Text under study:
━━━━━━━━

Monday, October 31, 2011

CALIFORNIA - Medical Marijuana Group Wants Raids to Stop

OFF THE WIRE
By CHRIS MARSHALL

SAN FRANCISCO (CN) - A medical marijuana advocacy group sued the federal government for threatening property owners with forfeiture and criminal prosecution if they rent to medical marijuana providers. They say the federal government has no right to "coerce and commandeer the police power and legislative and executive functions of the state of California."
     Americans for Safe Access accuses Attorney General Eric Holder and local U.S. Attorney Melinda Haag of usurping California's right to make and enforce state laws.
     Haag and the three other U.S. attorneys for California held a press conference on Oct. 7 at which they said they would send mass mailings to property owners threatening civil forfeiture and severe criminal punishment if the owners rent to medical marijuana dispensaries, even those that operate legally under state law.
     The U.S. attorneys also promised to raid and prosecute medical marijuana providers, again not making exceptions for those operating legally under state law.
     Americans for Safe Access says one of the U.S. attorney even threatened newspapers that carry ads for state-allowed dispensaries with criminal punishment for such ads, which are protected by the First Amendment.
     Americans for Safe Access says the government is entitled to enforce criminal laws against marijuana in states that have decriminalized it for medical use in an "even-handed manner," but that "the Tenth Amendment forbids it from selectively employing such coercive tactics to commandeer the law-making functions of the state."
     The group says it does not challenge Congress' authority to enact laws criminalizing the possession or control of marijuana across the country or in California. But it takes issue with the "government's tactics, and the unlawful assault on state sovereignty they represent."
     It says the federal government may not commandeer the law-making functions of a state or its subdivisions directly or indirectly through the "selective enforcement of its drug laws."
     The group says the federal government has "vigorously opposed" state efforts to legalize medical marijuana, has tried to persuade local and state officials to arrest and prosecute medical marijuana patients, and failing that, has tried to coerce states into criminalizing all marijuana use.
     The federal government threatened criminal prosecution and revocation of the license needed to receive reimbursement from Medicare and Medicaid for any doctor who recommended medical marijuana to a patient, until it was enjoined from doing so by a federal court, which was affirmed in Conant v. Walters.

━━━━━━━━

Data extract:
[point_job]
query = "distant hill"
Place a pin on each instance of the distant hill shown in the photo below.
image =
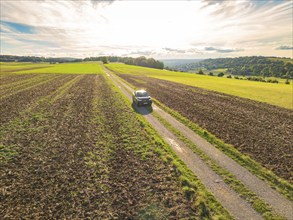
(246, 66)
(176, 63)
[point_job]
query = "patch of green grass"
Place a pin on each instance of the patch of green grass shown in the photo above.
(193, 189)
(274, 181)
(7, 153)
(258, 204)
(275, 94)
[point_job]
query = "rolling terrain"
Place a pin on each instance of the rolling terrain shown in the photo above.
(275, 94)
(72, 146)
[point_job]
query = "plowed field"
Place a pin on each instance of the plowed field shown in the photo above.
(72, 148)
(259, 130)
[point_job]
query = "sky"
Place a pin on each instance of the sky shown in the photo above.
(160, 29)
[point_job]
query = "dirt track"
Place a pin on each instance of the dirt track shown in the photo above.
(76, 159)
(260, 130)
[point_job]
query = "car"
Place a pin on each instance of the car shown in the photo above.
(141, 97)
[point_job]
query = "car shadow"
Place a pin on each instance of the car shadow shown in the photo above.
(143, 110)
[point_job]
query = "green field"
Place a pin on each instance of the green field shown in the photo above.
(64, 68)
(275, 94)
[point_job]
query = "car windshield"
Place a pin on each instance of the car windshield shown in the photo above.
(142, 94)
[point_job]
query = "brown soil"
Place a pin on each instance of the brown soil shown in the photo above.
(259, 130)
(50, 178)
(10, 78)
(11, 106)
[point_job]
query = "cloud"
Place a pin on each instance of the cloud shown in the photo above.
(18, 27)
(284, 48)
(222, 50)
(103, 2)
(174, 50)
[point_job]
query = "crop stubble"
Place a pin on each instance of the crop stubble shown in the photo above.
(260, 130)
(79, 157)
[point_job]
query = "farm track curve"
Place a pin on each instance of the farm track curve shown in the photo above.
(262, 131)
(280, 204)
(58, 173)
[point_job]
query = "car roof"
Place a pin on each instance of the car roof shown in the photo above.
(140, 91)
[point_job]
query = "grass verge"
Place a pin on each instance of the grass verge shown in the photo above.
(281, 185)
(208, 207)
(259, 205)
(274, 181)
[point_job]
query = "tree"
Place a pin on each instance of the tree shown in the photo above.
(221, 74)
(104, 60)
(200, 72)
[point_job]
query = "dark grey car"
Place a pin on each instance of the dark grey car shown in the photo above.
(141, 97)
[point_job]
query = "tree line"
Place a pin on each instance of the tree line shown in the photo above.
(247, 66)
(140, 61)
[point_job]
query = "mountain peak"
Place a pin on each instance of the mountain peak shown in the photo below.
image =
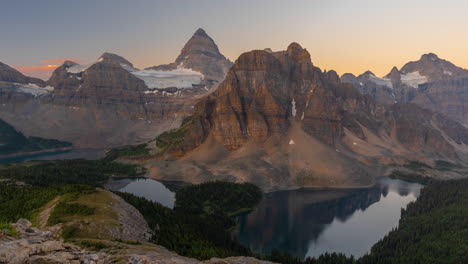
(201, 32)
(368, 72)
(199, 44)
(297, 53)
(114, 58)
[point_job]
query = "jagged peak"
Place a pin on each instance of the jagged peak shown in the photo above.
(368, 72)
(69, 63)
(111, 57)
(294, 46)
(297, 53)
(348, 74)
(430, 56)
(201, 32)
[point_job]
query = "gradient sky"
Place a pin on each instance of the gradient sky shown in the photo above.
(344, 35)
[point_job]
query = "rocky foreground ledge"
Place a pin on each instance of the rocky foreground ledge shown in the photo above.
(34, 246)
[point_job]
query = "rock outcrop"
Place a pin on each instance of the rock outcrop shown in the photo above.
(201, 54)
(110, 103)
(36, 246)
(430, 82)
(280, 122)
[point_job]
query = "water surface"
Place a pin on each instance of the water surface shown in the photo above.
(314, 221)
(150, 189)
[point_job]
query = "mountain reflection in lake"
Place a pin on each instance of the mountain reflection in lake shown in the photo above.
(150, 189)
(314, 221)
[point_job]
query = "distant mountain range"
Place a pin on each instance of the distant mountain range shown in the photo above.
(109, 102)
(272, 118)
(430, 82)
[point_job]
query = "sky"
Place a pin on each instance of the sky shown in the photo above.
(343, 35)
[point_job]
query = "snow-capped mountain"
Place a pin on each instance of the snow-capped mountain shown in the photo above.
(430, 82)
(109, 101)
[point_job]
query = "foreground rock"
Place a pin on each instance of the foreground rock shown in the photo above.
(35, 246)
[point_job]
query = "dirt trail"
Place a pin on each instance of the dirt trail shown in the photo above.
(44, 215)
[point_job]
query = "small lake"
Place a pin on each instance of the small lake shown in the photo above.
(150, 189)
(310, 222)
(88, 154)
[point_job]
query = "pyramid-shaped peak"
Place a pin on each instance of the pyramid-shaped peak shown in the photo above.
(430, 56)
(368, 73)
(297, 53)
(199, 44)
(201, 33)
(394, 70)
(114, 58)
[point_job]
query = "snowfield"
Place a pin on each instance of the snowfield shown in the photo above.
(79, 68)
(180, 78)
(381, 81)
(33, 89)
(413, 79)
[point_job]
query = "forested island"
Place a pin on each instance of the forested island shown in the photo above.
(431, 230)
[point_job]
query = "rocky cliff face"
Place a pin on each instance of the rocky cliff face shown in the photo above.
(109, 102)
(201, 54)
(430, 82)
(280, 122)
(38, 246)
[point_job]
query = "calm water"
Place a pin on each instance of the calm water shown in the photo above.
(89, 154)
(311, 222)
(143, 187)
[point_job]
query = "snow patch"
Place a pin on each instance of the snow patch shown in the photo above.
(180, 78)
(380, 81)
(33, 89)
(293, 104)
(79, 68)
(413, 79)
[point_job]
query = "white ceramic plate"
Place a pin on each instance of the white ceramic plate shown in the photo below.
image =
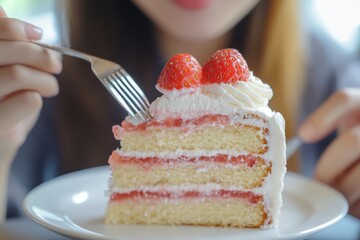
(74, 205)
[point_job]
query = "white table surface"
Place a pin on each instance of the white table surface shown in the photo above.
(24, 229)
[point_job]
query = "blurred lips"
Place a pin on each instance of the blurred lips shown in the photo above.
(192, 4)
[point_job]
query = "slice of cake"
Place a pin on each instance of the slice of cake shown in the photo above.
(213, 154)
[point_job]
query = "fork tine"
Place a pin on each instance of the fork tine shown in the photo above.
(125, 78)
(138, 91)
(134, 95)
(124, 93)
(118, 97)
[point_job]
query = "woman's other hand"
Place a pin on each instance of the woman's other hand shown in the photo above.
(339, 165)
(25, 77)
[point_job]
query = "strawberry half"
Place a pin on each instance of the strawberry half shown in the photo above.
(181, 71)
(225, 66)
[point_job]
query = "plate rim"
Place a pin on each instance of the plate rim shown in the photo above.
(106, 168)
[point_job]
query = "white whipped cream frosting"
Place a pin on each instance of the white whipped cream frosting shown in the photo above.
(213, 99)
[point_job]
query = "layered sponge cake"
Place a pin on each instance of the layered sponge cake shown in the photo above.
(213, 154)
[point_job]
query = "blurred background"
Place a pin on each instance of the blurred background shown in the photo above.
(339, 19)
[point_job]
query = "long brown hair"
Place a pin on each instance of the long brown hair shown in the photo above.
(268, 38)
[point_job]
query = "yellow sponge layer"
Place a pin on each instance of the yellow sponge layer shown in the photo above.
(242, 138)
(132, 176)
(211, 212)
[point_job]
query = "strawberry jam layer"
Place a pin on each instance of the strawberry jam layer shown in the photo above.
(178, 122)
(147, 162)
(159, 195)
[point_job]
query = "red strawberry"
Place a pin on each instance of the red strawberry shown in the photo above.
(225, 66)
(181, 71)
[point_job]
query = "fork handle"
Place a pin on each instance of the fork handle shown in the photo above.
(66, 51)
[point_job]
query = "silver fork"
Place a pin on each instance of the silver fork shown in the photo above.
(116, 80)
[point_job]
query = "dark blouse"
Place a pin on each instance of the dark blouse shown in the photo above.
(329, 69)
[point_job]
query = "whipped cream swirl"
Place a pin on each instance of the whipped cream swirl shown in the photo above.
(213, 99)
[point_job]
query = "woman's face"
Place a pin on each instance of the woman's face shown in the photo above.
(196, 20)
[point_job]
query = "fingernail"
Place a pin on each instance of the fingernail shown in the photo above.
(2, 12)
(33, 32)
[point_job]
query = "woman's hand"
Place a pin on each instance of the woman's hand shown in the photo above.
(339, 165)
(25, 77)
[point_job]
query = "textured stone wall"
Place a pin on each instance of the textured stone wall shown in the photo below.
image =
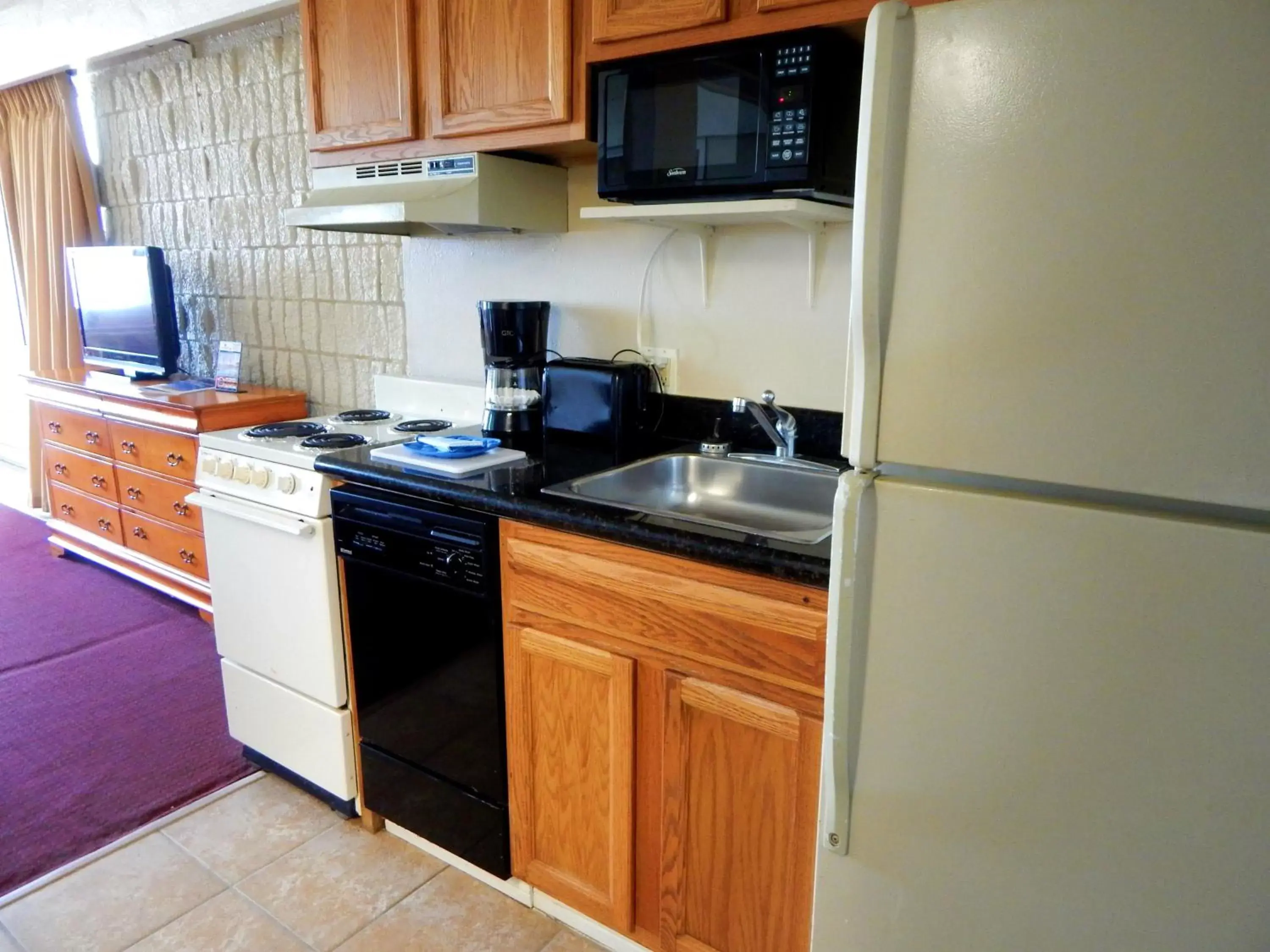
(202, 149)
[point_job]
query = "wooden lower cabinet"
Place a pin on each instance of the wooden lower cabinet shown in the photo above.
(571, 725)
(740, 790)
(665, 726)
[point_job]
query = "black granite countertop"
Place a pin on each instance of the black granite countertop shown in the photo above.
(515, 492)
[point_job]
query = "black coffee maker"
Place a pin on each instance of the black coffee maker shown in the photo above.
(515, 337)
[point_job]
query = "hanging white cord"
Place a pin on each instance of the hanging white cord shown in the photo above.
(643, 292)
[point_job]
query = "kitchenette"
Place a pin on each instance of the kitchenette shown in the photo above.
(737, 499)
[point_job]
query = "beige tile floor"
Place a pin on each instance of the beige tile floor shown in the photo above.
(270, 869)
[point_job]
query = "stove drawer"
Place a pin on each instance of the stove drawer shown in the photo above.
(179, 549)
(157, 497)
(303, 735)
(172, 455)
(86, 512)
(87, 474)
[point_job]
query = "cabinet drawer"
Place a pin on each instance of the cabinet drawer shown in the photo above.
(177, 548)
(746, 624)
(74, 429)
(86, 512)
(159, 451)
(88, 474)
(158, 497)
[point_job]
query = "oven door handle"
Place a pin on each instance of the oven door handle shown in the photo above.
(252, 515)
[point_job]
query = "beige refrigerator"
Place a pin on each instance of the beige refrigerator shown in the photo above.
(1048, 697)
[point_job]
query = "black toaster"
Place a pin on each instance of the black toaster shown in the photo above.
(600, 403)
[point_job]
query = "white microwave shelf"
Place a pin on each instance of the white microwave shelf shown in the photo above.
(704, 217)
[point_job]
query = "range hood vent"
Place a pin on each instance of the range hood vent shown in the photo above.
(451, 195)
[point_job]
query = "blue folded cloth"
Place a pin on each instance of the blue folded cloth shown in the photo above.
(453, 447)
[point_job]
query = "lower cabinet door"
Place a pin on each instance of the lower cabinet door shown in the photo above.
(741, 780)
(571, 753)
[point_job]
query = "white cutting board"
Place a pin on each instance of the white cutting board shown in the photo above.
(399, 455)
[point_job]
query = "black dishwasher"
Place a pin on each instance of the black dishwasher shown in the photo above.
(425, 624)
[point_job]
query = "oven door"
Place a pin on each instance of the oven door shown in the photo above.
(276, 594)
(681, 124)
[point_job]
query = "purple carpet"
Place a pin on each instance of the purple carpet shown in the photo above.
(111, 704)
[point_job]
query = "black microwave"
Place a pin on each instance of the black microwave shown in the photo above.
(770, 116)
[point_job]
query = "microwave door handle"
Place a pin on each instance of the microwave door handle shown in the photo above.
(883, 108)
(215, 504)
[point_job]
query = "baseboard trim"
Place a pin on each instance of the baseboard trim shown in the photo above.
(68, 869)
(585, 924)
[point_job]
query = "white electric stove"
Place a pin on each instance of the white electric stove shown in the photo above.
(275, 577)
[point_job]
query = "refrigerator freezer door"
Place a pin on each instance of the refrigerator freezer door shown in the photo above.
(1077, 234)
(1063, 740)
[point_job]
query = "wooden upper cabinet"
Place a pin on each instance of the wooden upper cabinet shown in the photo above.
(624, 19)
(497, 65)
(740, 808)
(571, 753)
(361, 69)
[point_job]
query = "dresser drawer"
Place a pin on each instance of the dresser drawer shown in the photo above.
(86, 512)
(158, 497)
(74, 429)
(88, 474)
(159, 451)
(179, 549)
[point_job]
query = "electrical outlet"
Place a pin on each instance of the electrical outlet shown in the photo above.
(667, 362)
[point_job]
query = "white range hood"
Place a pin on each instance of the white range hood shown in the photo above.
(453, 195)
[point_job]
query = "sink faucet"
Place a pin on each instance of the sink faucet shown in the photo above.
(783, 433)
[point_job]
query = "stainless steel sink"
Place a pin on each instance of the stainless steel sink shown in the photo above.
(759, 498)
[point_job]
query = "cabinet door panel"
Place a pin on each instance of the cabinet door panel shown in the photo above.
(360, 61)
(623, 19)
(571, 748)
(497, 65)
(740, 808)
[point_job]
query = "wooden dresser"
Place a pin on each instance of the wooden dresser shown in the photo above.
(120, 464)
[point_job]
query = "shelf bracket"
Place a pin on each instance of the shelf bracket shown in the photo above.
(705, 243)
(813, 230)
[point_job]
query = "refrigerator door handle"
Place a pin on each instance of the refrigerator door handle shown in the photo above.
(845, 655)
(881, 105)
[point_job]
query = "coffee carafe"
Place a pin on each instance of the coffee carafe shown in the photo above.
(515, 337)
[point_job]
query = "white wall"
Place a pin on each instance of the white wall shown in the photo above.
(39, 37)
(756, 333)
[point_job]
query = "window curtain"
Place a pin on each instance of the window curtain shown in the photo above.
(50, 197)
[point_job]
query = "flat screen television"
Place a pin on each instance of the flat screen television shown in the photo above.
(126, 309)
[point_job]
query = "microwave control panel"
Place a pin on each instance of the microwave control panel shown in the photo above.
(789, 112)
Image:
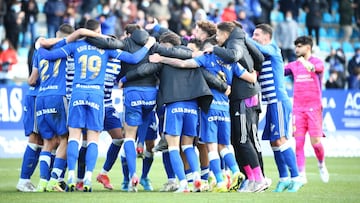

━━━━━━━━

Activities:
[1] Copy the passage of the article on the medical marijuana lawsuit that opens with the words containing "The federal government threatened" and closes with "Conant v. Walters.", reproducing it word for word.
[2] List every person whose full name appears in the article on the medical marijuana lawsuit.

Set of answers:
[1]
The federal government threatened criminal prosecution and revocation of the license needed to receive reimbursement from Medicare and Medicaid for any doctor who recommended medical marijuana to a patient, until it was enjoined from doing so by a federal court, which was affirmed in Conant v. Walters.

[2]
Chris Marshall
Eric Holder
Melinda Haag